Position in chronology
Lippmann Coll 166
About this tablet
This is a small administrative account from Adab (modern Bismaya) in southern Iraq, dating to the Akkadian (Sargonic) period, roughly the 23rd century BCE. It records quantities of garlic or onions issued to a series of named individuals — several identified as scribes or accountants — with a final total and a note that the whole batch was formally booked out as an expenditure in a given month. Texts like this are the routine bookkeeping of a large institutional household (temple or palace), tracking foodstuffs moving out to officials and staff.
Plain-language summary by the engine — meant as a doorway into the literal translation below.
···
Print, unchanged, the part of the tablet description that opens with the words containing "Position in chronology" and closes with "literal translation below.".

Data items
···
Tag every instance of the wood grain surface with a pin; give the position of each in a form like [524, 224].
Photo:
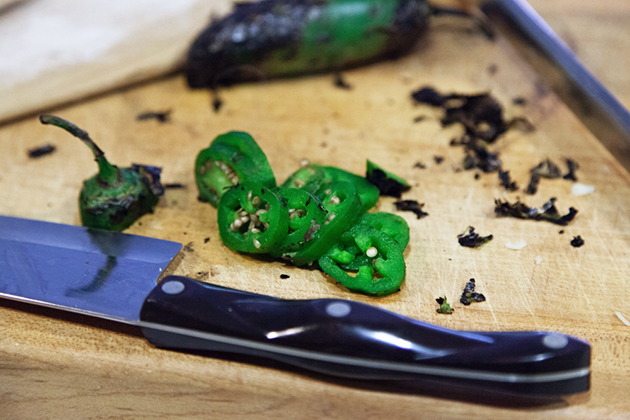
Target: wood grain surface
[55, 365]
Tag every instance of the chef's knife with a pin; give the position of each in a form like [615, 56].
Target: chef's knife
[113, 276]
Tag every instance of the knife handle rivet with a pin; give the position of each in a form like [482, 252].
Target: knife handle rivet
[338, 309]
[555, 341]
[173, 287]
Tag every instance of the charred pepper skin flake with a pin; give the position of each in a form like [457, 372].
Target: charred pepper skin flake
[387, 183]
[472, 239]
[469, 295]
[577, 241]
[114, 198]
[276, 38]
[548, 212]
···
• SOLUTION TO THIS EXERCISE
Position in chronology
Lippmann Coll 166
About this tablet
This is a small administrative account from Adab (modern Bismaya) in southern Iraq, dating to the Akkadian (Sargonic) period, roughly the 23rd century BCE. It records quantities of garlic or onions issued to a series of named individuals — several identified as scribes or accountants — with a final total and a note that the whole batch was formally booked out as an expenditure in a given month. Texts like this are the routine bookkeeping of a large institutional household (temple or palace), tracking foodstuffs moving out to officials and staff.
Plain-language summary by the engine — meant as a doorway into the literal translation below.